◆ DOCUMENT SECTION:
=== Section Start ===

Judge of the United States District Court for the Eastern District of Tennessee
- In office November 18, 2005 – March 10, 2020
- Appointed by: George W. Bush
- Preceded by: Robert Allan Edgar
- Succeeded by: Charles E. Atchley Jr.

United States Attorney for the Eastern District of Tennessee
- In office 2001–2005
- Appointed by: George W. Bush
- Preceded by: Carl Kimmel Kirkpatrick
- Succeeded by: James Russell Dedrick

Personal details
- Born: Harry Sandlin Mattice Jr. 1954 (age 71–72) Chattanooga, Tennessee
- Education: University of Tennessee (BS, JD)

= Harry Sandlin Mattice Jr. =

American judge (born 1954)

Harry Sandlin Mattice Jr. (born 1954) is a former United States district judge of the United States District Court for the Eastern District of Tennessee.

=== Section End ===

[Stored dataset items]
=== Section Start ===

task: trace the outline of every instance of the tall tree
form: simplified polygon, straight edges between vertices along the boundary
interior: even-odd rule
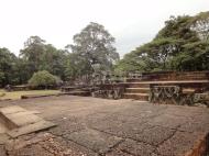
[[[156,37],[127,54],[116,69],[207,70],[209,69],[209,12],[195,16],[170,16]],[[130,66],[131,65],[131,66]],[[122,67],[121,67],[122,66]]]
[[[18,58],[8,48],[0,48],[0,86],[18,82],[15,65]]]
[[[72,64],[78,66],[80,74],[91,74],[95,65],[100,70],[110,70],[119,59],[113,44],[114,37],[102,25],[91,22],[74,36],[74,45],[69,45]]]

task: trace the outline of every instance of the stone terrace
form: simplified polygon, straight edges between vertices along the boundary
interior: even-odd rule
[[[9,105],[33,111],[57,126],[7,143],[1,134],[1,156],[198,156],[207,148],[206,108],[73,96],[0,103]]]

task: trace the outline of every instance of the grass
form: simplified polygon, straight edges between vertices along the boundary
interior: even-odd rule
[[[52,94],[52,93],[58,93],[59,90],[28,90],[28,91],[4,91],[3,89],[0,89],[0,99],[21,99],[21,96],[23,94]]]

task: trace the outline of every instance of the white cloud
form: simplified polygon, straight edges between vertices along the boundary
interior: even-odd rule
[[[121,55],[151,41],[170,15],[207,11],[208,0],[0,0],[0,47],[15,54],[31,35],[58,48],[89,22],[117,38]]]

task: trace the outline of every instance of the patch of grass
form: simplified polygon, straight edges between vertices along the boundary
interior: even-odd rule
[[[11,91],[7,92],[2,89],[0,89],[0,94],[4,94],[0,97],[1,100],[3,99],[21,99],[21,96],[23,94],[53,94],[53,93],[58,93],[61,92],[59,90],[28,90],[28,91]]]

=== Section End ===

◆ COMPLETE THE FOLLOWING:
[1] Set down everything in the profile of Harry Sandlin Mattice Jr. from "American judge (born" down to "District of Tennessee.", word for word.
[2] Say whether each statement agrees with the profile of Harry Sandlin Mattice Jr. Answer yes or no and quote the deciding words of the profile. (a) George W. Bush appointed him as a district judge. (b) Robert Allan Edgar preceded him as United States Attorney for the Eastern District of Tennessee. (c) He was born in Knoxville, Tennessee.

◆ RESULTS IN ORDER:
[1]
American judge (born 1954)

Harry Sandlin Mattice Jr. (born 1954) is a former United States district judge of the United States District Court for the Eastern District of Tennessee.

[2]
(a) Yes: "Appointed by: George W. Bush"
(b) No: "Preceded by: Carl Kimmel Kirkpatrick"
(c) No: "Chattanooga, Tennessee"